Extrait du document -
Comment trancher le nœud gordien de la crise grecque

 par Hans-Olaf Henkel

Dans la Grèce antique, on appelait les problèmes apparemment insolubles des «nœuds gordiens». Aujourd’hui, nous nous trouvons dans ce genre de situation fatale avec la monnaie unique européenne. Face à la catastrophe menaçante de la dette, nous avons beau retourner le problème dans tous les sens, nous ne nous en sortirons pas tant que nous resterons attachés aux règles actuelles. Et le pire est que plus nous faisons d’efforts, plus nos dettes augmentent et plus le nœud se resserre: scénario catastrophe devant lequel nos politiques ferment les yeux. Mais maintenant la plupart des citoyens ont pris conscience du caractère dramatique de la situation.

L’antique légende du nœud gordien représente une solution simple mais efficace: le roi grec Alexandre le Grand a montré au monde ce que l’on fait dans les situations apparemment sans issue: au lieu d’essayer craintivement de défaire le nœud, il l’a tranché d’un coup d’épée, ce qui a marqué le début de sa victoire.
Mon livre «Rettet unser Geld», paru à l’automne 2010, constitue une première tentative de trancher le nœud gordien de la monnaie unique européenne qui menace d’étouffer l’Allemagne, et cela au moyen de mesures simples qui, à vrai dire, comme dans le cas d’Alexandre le Grand, présupposent l’abandon de quelques règles jugées intouchables: L’euro tel que nous le connaissons doit disparaître. Sous sa forme actuelle, il est le garant du déclin de notre prospérité et également de la communauté qu’il est censé protéger. Ma proposition est la suivante: Comme Alexandre le Grand, nous devons trancher le nœud gordien, c’est-à-dire diviser l’euro en deux: un «euro du Nord» et un «euro du Sud». Tandis que dans les pays du Nord, la catastrophe n’est pas encore très marquée, elle est tangible dans les pays du Sud comme la Grèce, qui ressemble à un tonneau sans fond. Bruxelles lui accorde un plan de sauve­tage après l’autre et à Athènes, les plans de rigueur se succèdent et étranglent l’économie. Les contribuables allemands commencent à être fâchés et les Grecs le sont depuis longtemps. Bien que nous payions de plus en plus, les étudiants athéniens, les chômeurs de Lisbonne et les manifestants madrilènes récriminent contre l’Allemagne. Il n’est donc pas étonnant que nos politiques se voient contraints de faire constamment la leçon aux pays débiteurs du Sud, comme s’ils n’étaient pas eux-mêmes responsables de la catastrophe. Ce n’est pas le destin qui a serré ce nœud gordien mais les politiques européens.

Entrées tirées d'une collection -
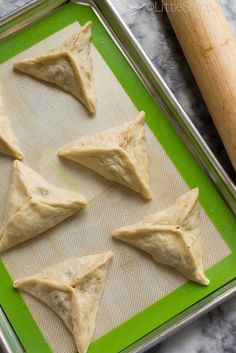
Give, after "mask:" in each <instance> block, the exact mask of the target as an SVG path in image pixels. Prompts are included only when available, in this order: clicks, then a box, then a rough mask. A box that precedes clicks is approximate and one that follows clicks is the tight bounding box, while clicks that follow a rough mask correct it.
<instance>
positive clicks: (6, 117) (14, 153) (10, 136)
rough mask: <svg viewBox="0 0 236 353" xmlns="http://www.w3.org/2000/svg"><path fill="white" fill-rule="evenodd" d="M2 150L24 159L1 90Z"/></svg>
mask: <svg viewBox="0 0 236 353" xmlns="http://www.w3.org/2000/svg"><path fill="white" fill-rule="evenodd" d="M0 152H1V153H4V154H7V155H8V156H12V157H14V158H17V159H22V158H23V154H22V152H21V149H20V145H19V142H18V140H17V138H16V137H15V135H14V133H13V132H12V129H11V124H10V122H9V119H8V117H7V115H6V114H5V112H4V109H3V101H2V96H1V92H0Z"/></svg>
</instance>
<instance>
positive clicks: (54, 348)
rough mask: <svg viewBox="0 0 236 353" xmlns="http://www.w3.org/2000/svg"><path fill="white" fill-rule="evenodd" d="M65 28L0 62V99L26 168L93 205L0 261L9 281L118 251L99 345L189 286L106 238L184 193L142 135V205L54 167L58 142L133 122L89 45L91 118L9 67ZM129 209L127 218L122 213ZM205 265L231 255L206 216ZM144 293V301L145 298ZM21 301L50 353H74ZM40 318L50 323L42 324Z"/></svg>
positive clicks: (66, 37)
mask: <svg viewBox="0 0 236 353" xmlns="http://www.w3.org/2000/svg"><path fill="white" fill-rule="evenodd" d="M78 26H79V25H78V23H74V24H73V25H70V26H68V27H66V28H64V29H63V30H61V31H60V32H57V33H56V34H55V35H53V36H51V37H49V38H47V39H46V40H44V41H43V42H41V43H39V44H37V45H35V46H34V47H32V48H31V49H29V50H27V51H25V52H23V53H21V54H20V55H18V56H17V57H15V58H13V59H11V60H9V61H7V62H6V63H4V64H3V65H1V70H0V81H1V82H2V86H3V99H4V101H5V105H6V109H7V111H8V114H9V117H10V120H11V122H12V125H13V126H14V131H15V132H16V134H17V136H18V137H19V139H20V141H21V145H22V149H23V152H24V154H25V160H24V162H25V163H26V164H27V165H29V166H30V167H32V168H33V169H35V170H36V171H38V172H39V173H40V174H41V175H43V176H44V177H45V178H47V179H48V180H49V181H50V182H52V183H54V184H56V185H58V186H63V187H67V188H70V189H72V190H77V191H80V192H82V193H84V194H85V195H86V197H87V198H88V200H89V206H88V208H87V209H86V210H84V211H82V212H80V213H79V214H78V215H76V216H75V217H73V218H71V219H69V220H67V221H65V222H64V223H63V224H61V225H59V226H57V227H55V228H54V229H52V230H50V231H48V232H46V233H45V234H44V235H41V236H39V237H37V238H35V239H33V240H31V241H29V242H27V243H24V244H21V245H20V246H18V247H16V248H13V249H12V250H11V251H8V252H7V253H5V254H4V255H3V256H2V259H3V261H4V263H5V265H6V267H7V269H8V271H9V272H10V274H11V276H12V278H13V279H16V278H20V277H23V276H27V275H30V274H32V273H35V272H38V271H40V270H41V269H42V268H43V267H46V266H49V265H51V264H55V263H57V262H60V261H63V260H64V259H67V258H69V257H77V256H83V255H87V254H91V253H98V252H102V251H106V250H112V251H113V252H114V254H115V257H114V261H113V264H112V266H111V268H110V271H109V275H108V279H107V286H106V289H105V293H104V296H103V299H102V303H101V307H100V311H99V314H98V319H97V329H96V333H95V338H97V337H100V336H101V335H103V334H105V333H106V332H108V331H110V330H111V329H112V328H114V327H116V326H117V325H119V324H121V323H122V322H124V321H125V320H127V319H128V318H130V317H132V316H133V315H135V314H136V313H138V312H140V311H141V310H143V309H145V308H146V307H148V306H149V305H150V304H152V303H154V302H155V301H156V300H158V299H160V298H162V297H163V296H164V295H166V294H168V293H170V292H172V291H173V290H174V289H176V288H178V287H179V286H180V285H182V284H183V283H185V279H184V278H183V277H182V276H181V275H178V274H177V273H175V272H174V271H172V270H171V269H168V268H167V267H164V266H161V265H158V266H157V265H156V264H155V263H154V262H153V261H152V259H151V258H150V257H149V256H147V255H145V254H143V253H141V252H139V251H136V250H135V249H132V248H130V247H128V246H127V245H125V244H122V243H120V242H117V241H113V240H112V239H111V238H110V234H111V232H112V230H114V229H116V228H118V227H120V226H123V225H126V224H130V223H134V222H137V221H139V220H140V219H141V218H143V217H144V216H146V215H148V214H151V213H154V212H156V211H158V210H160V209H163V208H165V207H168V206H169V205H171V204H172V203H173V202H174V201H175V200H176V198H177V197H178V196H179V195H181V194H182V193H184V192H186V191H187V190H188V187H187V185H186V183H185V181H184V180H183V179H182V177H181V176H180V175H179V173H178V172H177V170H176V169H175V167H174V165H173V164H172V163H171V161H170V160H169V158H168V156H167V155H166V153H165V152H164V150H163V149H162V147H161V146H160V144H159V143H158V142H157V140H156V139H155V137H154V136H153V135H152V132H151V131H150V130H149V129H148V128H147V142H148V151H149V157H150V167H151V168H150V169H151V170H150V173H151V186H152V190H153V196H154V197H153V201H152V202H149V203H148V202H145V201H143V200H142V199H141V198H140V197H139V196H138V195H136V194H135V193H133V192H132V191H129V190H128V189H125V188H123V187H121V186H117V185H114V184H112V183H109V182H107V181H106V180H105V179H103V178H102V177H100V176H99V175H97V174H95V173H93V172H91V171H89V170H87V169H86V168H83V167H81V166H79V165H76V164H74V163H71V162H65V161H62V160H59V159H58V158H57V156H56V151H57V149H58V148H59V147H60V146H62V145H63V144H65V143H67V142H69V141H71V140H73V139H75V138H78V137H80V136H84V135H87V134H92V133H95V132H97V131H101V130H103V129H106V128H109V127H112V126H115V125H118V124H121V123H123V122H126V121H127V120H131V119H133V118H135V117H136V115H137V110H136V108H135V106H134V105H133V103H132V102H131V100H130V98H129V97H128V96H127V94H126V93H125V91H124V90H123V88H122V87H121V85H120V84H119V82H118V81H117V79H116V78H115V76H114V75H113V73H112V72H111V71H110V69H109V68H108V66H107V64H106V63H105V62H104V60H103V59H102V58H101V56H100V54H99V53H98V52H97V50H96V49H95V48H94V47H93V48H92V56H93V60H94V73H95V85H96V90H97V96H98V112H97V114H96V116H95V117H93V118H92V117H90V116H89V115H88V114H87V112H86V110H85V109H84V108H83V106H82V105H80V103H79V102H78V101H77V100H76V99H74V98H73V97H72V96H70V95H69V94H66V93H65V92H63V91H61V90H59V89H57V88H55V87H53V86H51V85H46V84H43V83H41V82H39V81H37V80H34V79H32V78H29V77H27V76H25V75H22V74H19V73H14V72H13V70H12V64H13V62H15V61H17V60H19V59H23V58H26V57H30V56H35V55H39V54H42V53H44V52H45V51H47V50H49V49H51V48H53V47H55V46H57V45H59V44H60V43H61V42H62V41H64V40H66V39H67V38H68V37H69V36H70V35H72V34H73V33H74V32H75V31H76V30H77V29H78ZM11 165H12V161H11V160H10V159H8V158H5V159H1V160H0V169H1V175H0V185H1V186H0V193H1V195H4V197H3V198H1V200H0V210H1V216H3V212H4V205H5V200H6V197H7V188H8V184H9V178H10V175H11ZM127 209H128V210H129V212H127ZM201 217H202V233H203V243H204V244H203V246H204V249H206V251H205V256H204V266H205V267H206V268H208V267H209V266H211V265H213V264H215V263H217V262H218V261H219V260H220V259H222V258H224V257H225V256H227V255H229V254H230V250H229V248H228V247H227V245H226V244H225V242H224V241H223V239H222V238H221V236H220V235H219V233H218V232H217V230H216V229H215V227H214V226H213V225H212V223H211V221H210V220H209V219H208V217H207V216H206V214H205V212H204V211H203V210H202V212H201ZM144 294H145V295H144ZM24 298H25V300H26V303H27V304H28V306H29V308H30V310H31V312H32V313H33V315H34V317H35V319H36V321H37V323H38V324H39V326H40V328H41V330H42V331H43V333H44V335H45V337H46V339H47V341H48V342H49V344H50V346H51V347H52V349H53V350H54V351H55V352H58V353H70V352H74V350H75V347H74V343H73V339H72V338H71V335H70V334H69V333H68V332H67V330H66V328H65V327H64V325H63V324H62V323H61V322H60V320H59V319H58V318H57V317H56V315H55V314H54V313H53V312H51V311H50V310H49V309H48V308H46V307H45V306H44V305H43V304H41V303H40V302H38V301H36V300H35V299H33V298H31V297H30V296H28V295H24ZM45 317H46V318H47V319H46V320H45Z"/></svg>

Consigne -
Répondez, s'il vous plaît, à ces questions sur le texte consacré à la crise grecque, une réponse par ligne :
1. Qui a tranché le nœud gordien d'un coup d'épée ?
2. Quand le livre « Rettet unser Geld » est-il paru ?
3. En quels deux euros l'auteur propose-t-il de diviser l'euro ?

Résultat -
1. Alexandre le Grand.
2. À l'automne 2010.
3. Un « euro du Nord » et un « euro du Sud ».